EXERCISE DETAILS: Collect every line below that contains the string "auto" and copy each one verbatim.

Dataset rows:

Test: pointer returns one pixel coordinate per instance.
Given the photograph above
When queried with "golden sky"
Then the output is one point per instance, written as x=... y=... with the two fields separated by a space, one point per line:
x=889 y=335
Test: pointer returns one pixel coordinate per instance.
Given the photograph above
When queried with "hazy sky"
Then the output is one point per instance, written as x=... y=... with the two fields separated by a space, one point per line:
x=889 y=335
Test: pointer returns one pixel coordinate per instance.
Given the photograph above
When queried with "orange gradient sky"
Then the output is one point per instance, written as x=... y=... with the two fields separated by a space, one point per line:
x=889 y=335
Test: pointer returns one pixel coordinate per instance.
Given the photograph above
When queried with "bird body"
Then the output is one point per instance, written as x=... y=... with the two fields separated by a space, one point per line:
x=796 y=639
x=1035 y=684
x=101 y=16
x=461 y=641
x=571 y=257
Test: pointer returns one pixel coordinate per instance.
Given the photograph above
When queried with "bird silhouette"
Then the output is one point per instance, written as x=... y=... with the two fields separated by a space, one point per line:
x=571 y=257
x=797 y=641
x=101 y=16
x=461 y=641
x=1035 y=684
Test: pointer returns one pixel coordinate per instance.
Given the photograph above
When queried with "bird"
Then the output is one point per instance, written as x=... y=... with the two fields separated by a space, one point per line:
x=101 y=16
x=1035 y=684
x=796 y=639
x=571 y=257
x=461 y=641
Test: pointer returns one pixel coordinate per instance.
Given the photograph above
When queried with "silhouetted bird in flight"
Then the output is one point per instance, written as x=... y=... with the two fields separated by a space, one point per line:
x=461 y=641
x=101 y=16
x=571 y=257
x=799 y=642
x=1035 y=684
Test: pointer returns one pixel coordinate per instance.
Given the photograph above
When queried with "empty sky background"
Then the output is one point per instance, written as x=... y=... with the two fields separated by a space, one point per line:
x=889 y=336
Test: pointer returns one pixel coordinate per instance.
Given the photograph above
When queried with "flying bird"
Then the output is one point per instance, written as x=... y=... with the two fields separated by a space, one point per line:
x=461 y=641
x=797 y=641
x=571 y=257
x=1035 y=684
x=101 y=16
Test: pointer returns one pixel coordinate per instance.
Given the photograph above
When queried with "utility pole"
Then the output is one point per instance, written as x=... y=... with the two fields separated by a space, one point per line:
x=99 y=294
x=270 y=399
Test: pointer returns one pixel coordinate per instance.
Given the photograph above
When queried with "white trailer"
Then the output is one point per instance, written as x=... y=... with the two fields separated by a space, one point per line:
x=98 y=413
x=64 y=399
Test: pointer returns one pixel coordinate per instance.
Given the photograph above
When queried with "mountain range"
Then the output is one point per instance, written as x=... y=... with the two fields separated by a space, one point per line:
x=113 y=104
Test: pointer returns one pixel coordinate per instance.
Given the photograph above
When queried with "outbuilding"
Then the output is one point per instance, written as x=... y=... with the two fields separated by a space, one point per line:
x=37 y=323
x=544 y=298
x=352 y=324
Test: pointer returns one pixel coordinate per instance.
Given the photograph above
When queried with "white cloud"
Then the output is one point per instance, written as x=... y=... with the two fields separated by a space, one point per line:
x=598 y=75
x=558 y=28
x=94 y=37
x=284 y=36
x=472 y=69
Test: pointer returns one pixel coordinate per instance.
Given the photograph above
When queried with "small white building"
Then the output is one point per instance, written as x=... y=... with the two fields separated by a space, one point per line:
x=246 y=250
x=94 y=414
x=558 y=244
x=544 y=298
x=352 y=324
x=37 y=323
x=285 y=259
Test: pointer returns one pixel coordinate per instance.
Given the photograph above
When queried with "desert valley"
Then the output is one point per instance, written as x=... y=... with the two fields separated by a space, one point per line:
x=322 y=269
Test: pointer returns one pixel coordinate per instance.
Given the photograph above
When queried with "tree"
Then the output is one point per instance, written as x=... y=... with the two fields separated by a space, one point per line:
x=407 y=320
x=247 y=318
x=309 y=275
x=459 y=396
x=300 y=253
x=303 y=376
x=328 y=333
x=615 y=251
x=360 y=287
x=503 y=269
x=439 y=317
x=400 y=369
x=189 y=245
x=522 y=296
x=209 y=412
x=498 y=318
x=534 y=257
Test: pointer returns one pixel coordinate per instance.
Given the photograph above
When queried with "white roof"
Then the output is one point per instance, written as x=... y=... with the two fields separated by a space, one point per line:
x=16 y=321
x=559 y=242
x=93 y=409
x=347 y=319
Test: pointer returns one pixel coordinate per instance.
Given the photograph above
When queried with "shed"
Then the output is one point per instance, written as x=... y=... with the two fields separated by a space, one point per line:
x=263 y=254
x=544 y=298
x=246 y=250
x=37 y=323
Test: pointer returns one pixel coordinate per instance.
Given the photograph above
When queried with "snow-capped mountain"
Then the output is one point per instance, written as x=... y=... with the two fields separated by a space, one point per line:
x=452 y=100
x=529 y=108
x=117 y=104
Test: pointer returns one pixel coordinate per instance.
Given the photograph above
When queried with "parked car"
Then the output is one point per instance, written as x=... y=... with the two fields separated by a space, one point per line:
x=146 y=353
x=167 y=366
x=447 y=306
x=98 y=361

--

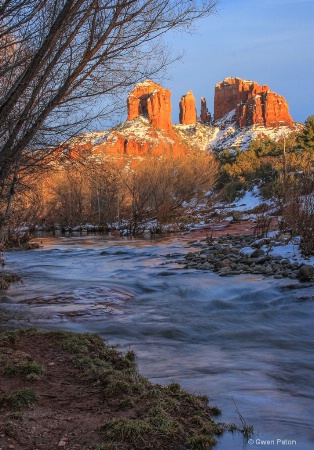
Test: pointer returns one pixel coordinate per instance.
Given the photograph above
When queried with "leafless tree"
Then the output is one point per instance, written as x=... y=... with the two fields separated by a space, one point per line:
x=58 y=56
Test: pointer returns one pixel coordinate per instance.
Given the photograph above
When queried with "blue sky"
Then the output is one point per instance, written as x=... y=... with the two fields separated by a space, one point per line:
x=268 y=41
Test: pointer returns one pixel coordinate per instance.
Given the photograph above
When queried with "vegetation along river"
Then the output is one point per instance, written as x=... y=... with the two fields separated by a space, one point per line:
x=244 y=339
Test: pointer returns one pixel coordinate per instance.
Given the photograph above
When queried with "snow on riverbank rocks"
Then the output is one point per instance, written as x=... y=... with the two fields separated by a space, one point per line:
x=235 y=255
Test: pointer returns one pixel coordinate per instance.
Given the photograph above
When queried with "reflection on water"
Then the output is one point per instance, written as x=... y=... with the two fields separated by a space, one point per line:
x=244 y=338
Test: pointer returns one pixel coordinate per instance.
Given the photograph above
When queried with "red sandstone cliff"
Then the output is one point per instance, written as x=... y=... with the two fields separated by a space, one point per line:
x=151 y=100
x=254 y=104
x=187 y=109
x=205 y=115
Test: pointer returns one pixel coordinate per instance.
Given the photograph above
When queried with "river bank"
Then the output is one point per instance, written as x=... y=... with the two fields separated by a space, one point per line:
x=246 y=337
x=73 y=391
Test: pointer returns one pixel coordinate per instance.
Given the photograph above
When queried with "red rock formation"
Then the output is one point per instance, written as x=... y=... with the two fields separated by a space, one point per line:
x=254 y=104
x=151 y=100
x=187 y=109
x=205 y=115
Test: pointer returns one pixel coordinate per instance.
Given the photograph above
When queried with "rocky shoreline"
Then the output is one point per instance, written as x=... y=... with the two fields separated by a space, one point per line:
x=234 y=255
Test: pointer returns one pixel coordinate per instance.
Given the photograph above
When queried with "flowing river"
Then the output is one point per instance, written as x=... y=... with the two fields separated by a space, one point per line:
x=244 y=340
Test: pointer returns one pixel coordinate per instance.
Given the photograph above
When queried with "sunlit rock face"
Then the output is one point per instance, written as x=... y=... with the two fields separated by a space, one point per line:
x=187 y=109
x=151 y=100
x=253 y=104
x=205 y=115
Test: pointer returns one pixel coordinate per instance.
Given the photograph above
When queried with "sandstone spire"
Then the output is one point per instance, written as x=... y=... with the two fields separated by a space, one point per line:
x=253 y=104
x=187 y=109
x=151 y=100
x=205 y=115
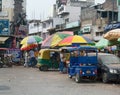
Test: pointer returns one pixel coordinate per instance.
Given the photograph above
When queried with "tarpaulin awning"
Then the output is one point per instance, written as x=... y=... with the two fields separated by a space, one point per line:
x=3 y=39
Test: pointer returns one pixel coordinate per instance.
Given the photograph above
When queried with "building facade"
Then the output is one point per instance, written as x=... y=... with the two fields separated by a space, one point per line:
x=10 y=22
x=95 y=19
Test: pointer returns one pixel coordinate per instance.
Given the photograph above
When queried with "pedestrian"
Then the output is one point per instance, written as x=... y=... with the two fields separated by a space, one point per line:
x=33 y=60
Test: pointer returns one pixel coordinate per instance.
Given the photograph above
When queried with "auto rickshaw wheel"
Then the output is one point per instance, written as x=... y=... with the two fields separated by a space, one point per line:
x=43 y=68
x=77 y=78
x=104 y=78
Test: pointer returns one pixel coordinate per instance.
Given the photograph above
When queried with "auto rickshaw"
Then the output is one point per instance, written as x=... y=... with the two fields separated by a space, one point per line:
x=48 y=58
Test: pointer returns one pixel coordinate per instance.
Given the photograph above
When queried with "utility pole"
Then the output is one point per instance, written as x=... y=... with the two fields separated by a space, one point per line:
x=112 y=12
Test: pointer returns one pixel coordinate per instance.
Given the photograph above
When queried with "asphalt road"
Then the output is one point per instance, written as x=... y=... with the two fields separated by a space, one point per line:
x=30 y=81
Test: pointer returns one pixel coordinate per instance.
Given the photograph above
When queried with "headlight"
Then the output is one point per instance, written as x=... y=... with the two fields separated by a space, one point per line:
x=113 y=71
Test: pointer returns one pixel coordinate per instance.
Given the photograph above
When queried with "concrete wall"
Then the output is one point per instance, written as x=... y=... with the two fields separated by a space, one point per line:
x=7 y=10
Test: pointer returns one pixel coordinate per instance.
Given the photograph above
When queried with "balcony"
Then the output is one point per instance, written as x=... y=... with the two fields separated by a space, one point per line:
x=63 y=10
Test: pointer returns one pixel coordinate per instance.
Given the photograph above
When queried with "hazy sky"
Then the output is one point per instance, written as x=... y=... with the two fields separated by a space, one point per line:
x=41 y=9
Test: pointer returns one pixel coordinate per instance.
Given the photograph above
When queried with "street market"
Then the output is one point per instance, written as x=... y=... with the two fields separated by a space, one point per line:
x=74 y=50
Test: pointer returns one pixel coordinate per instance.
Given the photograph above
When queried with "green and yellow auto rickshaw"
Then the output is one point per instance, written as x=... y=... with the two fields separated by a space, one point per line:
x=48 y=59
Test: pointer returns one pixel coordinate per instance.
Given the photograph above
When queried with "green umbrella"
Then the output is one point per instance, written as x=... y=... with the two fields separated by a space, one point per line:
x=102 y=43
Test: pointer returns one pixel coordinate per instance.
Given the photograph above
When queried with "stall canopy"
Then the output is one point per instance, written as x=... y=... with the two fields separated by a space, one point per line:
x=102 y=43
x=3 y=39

SOLUTION BELOW:
When queried with "auto rickshaw wheel"
When queried with "auto rickshaw"
When queried with "green and yellow auto rickshaw"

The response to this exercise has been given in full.